* [Exercise task] Echo, word for word, the lines in the listing below that run from the line holding "If you could tag the tiled" to the line holding "<point>908,411</point>", inclusive.

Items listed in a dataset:
>>>>>
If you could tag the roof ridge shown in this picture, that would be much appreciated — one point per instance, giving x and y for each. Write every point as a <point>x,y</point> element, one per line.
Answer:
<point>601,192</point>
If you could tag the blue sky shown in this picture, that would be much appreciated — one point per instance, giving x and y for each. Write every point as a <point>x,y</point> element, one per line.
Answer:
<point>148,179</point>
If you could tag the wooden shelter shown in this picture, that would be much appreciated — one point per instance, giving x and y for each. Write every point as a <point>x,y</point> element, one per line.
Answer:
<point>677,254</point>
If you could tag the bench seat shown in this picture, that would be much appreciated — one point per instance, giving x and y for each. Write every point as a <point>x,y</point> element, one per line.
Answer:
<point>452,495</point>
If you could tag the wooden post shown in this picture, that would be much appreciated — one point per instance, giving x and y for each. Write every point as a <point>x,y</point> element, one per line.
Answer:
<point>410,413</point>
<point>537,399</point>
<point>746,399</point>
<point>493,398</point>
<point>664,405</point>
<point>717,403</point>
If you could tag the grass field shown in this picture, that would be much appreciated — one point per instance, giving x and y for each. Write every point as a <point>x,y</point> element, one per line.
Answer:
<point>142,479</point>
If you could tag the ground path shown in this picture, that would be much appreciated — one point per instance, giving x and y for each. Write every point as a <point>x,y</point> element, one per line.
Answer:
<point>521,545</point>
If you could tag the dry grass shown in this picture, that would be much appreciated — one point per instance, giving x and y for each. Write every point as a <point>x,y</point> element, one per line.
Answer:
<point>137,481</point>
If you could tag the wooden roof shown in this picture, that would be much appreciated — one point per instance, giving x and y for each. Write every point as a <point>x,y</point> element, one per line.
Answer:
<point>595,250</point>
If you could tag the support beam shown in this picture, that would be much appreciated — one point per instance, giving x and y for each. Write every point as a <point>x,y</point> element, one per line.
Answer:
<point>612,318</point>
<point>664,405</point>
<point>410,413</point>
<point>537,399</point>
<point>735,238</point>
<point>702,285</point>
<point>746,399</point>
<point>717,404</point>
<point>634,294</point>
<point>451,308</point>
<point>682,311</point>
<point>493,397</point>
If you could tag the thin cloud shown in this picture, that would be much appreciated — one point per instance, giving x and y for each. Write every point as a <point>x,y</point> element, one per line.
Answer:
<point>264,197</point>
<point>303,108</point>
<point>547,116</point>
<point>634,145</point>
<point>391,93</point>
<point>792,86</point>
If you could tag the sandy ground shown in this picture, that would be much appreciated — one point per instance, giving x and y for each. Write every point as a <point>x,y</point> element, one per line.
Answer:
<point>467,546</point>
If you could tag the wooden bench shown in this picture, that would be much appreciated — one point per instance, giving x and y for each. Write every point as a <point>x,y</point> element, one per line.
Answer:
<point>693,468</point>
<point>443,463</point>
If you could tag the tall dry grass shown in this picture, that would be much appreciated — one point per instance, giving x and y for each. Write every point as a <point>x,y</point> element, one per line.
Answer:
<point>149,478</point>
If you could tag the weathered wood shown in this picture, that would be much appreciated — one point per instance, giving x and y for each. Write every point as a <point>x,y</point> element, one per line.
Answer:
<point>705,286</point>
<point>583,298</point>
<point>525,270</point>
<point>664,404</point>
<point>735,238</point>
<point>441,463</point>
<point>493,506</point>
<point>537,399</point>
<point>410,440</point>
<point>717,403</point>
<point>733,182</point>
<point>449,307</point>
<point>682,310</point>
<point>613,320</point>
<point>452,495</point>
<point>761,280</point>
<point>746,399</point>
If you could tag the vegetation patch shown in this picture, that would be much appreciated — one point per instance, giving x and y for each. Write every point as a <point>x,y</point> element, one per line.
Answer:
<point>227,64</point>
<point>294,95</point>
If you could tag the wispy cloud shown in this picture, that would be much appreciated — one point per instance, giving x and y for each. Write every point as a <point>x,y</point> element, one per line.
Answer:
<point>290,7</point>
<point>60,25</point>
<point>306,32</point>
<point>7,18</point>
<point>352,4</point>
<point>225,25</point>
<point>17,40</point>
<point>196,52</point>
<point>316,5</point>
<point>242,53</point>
<<<<<
>>>>>
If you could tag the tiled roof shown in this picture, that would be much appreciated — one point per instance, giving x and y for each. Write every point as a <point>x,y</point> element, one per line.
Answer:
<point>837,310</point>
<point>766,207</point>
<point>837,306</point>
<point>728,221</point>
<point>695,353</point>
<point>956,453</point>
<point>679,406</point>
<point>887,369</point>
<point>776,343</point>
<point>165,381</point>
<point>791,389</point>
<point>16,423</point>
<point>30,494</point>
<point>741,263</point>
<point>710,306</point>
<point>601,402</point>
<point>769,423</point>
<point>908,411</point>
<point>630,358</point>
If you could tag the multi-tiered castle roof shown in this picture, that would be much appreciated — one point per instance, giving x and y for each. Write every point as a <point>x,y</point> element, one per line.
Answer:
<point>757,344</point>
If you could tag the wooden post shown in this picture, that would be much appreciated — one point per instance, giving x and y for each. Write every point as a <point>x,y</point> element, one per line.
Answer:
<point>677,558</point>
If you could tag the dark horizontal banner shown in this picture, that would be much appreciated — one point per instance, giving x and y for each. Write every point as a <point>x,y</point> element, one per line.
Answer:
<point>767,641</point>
<<<<<
>>>>>
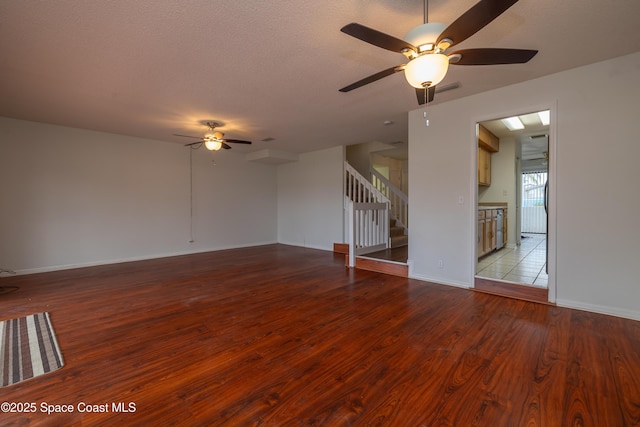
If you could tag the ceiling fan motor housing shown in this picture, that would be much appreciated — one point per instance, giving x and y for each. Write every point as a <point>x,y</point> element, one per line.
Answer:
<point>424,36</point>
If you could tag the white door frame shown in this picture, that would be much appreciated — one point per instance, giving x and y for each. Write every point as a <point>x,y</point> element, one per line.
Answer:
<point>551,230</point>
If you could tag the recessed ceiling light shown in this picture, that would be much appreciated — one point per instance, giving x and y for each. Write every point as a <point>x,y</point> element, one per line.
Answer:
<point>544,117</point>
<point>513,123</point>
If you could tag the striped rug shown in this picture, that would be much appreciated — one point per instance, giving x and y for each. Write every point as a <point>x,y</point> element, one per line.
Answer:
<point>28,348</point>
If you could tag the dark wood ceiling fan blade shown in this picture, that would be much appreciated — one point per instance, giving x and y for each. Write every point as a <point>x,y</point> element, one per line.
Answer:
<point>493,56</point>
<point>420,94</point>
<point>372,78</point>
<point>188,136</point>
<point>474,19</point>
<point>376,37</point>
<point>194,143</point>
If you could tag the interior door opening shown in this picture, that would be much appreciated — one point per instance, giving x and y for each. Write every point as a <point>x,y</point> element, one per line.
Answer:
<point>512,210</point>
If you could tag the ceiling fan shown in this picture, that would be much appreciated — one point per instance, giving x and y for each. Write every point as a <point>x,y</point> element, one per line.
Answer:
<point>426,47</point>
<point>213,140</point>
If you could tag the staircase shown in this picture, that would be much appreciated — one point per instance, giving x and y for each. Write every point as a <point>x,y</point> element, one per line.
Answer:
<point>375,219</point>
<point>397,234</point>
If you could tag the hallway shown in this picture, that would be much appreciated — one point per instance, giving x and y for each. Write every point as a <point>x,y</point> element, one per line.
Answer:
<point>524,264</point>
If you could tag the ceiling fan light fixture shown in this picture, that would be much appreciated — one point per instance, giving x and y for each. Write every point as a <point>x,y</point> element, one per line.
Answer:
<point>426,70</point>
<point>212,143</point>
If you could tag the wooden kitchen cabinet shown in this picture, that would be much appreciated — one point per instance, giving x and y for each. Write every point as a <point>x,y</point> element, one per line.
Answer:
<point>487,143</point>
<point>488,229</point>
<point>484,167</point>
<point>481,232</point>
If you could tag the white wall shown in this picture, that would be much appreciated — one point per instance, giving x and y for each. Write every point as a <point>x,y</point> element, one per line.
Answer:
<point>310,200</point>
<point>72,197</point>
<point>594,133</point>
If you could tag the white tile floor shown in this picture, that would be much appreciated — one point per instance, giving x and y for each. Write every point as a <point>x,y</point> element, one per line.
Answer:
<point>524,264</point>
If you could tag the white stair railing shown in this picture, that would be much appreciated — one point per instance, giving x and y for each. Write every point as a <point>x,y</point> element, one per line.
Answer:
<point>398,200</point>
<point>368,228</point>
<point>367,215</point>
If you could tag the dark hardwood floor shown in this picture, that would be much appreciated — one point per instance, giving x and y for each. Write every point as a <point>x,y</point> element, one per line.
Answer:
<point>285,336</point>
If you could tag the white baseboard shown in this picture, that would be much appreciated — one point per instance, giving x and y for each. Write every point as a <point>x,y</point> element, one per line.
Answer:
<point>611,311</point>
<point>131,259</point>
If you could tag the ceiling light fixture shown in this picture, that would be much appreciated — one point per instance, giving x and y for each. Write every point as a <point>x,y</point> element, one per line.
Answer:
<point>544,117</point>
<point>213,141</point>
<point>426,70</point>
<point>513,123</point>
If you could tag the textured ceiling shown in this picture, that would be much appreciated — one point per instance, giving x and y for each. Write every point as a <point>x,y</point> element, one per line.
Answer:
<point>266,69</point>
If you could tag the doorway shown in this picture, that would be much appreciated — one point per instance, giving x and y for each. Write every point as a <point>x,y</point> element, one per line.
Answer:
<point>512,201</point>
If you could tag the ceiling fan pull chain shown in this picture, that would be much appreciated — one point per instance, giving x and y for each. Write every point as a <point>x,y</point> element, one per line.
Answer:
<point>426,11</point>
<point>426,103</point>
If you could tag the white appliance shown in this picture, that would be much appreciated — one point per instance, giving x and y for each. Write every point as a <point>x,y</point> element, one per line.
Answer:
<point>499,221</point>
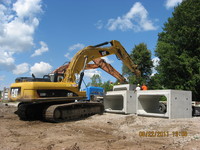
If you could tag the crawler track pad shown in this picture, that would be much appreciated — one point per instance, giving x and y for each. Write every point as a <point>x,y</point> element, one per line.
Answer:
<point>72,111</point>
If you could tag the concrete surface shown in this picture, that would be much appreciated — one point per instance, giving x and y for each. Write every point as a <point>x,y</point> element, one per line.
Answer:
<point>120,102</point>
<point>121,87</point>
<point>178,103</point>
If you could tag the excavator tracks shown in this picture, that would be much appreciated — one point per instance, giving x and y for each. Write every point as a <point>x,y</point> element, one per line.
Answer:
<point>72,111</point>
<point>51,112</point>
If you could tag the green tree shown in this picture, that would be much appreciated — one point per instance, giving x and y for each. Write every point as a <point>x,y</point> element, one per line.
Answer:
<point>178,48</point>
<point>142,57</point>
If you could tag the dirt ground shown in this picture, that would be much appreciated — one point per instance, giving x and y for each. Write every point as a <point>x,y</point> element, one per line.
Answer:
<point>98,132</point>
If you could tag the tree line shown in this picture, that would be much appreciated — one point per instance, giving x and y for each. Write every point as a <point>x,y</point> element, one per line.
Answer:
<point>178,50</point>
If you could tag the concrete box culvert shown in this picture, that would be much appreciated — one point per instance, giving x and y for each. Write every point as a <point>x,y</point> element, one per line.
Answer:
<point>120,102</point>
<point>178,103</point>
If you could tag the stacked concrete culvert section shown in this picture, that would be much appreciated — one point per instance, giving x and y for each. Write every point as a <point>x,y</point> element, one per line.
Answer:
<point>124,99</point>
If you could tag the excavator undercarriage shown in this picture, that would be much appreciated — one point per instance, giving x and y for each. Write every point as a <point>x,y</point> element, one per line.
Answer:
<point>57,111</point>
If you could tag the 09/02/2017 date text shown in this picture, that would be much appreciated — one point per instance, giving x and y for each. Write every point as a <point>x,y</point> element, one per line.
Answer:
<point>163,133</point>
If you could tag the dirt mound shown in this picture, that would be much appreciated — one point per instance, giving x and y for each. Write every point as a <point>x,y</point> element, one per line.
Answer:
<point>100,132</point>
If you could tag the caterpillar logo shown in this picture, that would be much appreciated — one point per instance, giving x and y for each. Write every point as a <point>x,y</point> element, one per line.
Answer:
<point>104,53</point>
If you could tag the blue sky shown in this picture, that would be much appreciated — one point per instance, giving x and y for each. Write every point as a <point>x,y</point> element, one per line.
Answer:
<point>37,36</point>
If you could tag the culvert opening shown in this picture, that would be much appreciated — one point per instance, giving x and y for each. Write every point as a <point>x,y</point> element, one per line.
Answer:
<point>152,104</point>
<<<<<
* [Task output]
If you could tag the tiled roof shown in this picture, that would be much appreciated — one point per instance, giving x and y for each. Write every point as a <point>x,y</point> element, one per line.
Answer:
<point>837,310</point>
<point>766,207</point>
<point>837,306</point>
<point>728,221</point>
<point>695,353</point>
<point>956,453</point>
<point>679,406</point>
<point>887,369</point>
<point>776,343</point>
<point>165,381</point>
<point>791,389</point>
<point>16,423</point>
<point>30,494</point>
<point>741,263</point>
<point>710,306</point>
<point>601,402</point>
<point>769,423</point>
<point>908,411</point>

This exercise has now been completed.